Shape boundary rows

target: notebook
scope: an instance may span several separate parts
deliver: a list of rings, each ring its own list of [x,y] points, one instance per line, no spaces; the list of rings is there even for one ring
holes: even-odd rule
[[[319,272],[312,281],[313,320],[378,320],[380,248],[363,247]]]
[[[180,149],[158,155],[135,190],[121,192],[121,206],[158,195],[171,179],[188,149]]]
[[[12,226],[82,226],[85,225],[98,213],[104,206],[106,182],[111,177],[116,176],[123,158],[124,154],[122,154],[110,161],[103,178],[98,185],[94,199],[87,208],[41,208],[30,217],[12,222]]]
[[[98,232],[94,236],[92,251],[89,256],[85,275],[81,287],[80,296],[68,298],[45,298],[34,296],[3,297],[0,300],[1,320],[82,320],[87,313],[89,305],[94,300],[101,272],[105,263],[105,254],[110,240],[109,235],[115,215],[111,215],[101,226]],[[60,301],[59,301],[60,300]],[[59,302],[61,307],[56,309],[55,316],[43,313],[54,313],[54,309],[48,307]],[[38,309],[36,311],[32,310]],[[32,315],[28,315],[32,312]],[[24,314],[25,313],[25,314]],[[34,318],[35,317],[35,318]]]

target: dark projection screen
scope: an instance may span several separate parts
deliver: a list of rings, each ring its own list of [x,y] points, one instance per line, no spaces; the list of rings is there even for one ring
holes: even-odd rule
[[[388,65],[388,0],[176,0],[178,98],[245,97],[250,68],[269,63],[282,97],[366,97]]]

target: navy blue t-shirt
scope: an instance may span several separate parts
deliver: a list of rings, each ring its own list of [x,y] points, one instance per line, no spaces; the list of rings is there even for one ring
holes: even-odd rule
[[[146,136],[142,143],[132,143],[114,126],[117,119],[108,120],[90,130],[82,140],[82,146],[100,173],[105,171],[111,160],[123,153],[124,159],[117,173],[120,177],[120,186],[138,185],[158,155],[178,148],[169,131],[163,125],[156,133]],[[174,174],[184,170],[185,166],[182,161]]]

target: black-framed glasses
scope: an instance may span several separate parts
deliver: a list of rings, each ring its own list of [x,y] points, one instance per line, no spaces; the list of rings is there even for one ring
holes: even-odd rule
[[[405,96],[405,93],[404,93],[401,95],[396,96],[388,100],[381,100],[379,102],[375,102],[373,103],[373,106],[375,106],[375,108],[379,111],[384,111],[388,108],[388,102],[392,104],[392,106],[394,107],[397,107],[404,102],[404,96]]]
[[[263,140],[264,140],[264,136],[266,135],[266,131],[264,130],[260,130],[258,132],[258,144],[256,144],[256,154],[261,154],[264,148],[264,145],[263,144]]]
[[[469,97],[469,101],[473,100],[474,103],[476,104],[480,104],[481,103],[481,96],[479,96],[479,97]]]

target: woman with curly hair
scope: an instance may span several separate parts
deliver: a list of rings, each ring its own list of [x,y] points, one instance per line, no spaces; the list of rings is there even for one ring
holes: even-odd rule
--
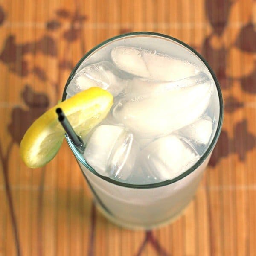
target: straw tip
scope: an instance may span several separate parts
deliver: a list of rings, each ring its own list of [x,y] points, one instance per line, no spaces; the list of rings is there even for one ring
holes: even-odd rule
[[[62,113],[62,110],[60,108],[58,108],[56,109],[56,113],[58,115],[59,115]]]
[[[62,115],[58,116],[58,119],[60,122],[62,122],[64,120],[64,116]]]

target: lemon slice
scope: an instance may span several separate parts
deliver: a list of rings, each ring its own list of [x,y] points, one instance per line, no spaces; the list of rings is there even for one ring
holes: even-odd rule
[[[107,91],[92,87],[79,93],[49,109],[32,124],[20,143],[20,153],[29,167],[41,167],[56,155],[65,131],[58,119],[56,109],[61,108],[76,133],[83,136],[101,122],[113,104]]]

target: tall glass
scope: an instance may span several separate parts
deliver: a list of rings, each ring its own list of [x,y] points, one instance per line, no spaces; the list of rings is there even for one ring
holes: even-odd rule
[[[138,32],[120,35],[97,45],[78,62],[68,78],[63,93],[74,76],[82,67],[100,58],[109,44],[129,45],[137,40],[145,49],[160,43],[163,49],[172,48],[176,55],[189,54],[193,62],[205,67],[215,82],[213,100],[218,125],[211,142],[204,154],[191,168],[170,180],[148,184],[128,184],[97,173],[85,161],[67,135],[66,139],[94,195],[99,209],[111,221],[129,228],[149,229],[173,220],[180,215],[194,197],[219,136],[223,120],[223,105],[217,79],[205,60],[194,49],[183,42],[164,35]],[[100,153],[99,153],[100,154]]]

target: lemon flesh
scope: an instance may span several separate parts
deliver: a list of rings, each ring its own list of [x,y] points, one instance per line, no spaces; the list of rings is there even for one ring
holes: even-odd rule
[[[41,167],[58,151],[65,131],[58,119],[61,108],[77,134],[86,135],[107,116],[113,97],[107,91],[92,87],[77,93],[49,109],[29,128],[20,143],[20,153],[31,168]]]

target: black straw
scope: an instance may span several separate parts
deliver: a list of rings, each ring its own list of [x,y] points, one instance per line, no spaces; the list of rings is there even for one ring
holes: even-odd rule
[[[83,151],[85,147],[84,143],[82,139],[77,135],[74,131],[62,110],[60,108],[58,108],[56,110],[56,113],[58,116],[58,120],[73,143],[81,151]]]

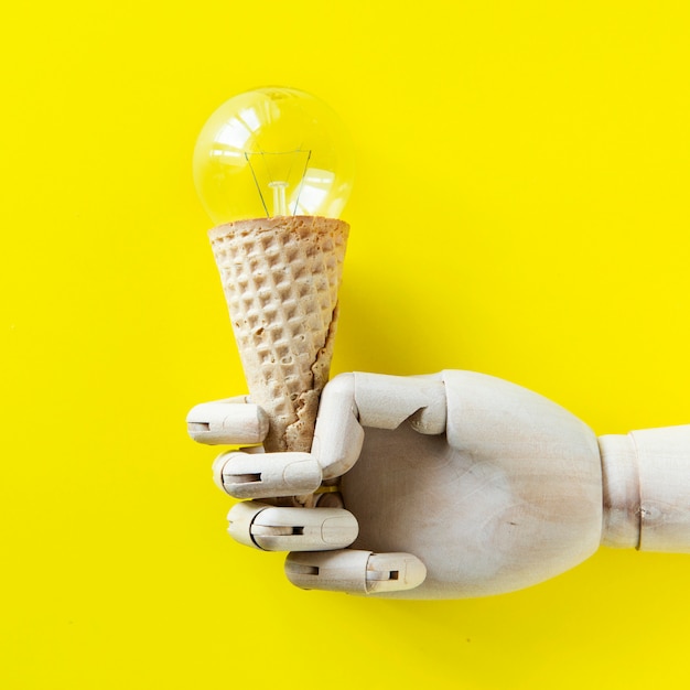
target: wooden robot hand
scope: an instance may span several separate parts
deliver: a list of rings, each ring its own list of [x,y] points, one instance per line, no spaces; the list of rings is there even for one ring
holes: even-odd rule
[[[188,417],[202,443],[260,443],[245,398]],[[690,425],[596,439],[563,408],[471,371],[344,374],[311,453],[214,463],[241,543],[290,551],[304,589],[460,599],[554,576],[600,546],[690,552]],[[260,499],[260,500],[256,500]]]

Written instruction —
How many lines in the rows above contain the string "black"? Case counts. Give only the number.

Correct response —
2